WHAT IS BEING ASKED - Give every line of the data again, exactly as it is written.

EXCERPTED DATA -
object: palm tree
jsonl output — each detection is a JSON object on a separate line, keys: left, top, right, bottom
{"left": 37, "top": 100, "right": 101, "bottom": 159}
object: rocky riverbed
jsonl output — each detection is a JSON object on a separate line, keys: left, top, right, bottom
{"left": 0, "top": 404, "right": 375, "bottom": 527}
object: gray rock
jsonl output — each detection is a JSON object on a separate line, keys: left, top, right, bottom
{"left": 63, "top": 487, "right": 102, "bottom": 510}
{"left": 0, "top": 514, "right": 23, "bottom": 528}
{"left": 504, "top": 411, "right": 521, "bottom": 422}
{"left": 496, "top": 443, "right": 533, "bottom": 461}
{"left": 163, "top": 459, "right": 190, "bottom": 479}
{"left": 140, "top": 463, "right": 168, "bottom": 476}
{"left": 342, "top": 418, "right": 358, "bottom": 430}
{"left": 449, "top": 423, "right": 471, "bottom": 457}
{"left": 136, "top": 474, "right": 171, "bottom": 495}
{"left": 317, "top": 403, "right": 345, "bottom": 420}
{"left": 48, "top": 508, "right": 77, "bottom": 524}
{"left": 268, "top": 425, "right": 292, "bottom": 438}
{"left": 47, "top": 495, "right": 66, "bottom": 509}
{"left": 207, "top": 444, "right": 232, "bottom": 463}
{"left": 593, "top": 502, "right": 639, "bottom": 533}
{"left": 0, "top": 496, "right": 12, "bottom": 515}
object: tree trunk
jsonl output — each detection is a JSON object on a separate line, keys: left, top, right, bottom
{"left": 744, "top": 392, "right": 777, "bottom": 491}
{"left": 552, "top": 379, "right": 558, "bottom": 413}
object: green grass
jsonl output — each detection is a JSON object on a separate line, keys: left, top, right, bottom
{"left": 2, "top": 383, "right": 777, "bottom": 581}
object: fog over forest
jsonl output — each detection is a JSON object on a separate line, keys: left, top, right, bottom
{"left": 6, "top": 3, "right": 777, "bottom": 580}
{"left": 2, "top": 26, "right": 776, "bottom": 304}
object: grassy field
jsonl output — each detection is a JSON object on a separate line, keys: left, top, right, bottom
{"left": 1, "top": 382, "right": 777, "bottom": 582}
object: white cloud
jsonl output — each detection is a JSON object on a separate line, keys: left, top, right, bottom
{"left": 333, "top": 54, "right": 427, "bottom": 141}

SOLUTION -
object: palm tree
jsonl output — each detection is a JSON object on a separate line, keys: left, top, right, bottom
{"left": 37, "top": 100, "right": 101, "bottom": 159}
object: rocky riverbed
jsonl output — each detection is a JSON object on a separate line, keys: left, top, right, bottom
{"left": 0, "top": 404, "right": 375, "bottom": 527}
object: gray rock
jsonl output — each detection is a JSON object on a separate line, keys: left, top, right, bottom
{"left": 63, "top": 487, "right": 102, "bottom": 510}
{"left": 0, "top": 514, "right": 23, "bottom": 528}
{"left": 504, "top": 411, "right": 521, "bottom": 422}
{"left": 496, "top": 443, "right": 533, "bottom": 461}
{"left": 163, "top": 459, "right": 190, "bottom": 479}
{"left": 140, "top": 463, "right": 168, "bottom": 476}
{"left": 342, "top": 418, "right": 358, "bottom": 430}
{"left": 449, "top": 423, "right": 471, "bottom": 457}
{"left": 136, "top": 474, "right": 171, "bottom": 495}
{"left": 317, "top": 403, "right": 345, "bottom": 420}
{"left": 48, "top": 508, "right": 77, "bottom": 524}
{"left": 268, "top": 425, "right": 292, "bottom": 438}
{"left": 47, "top": 495, "right": 66, "bottom": 509}
{"left": 207, "top": 444, "right": 232, "bottom": 463}
{"left": 593, "top": 502, "right": 639, "bottom": 533}
{"left": 0, "top": 496, "right": 12, "bottom": 515}
object: tree trunk
jsonl output — each detection is a JSON object on a separate line, keys: left, top, right, bottom
{"left": 744, "top": 392, "right": 777, "bottom": 491}
{"left": 552, "top": 379, "right": 558, "bottom": 413}
object: green grass
jsonl output — each detection is a JSON object on a separate line, keys: left, top, right, bottom
{"left": 2, "top": 383, "right": 777, "bottom": 581}
object: fog over forest
jsonl output — each detection is a JSON object on a separate line, keys: left, top, right, bottom
{"left": 6, "top": 3, "right": 777, "bottom": 580}
{"left": 2, "top": 26, "right": 776, "bottom": 304}
object: grassy field
jsonl output — each detection is a JSON object on a separate line, keys: left, top, right, bottom
{"left": 1, "top": 382, "right": 777, "bottom": 582}
object: white cloud
jsonl output — each detection is a JSON object on a separate line, keys: left, top, right, bottom
{"left": 333, "top": 54, "right": 427, "bottom": 141}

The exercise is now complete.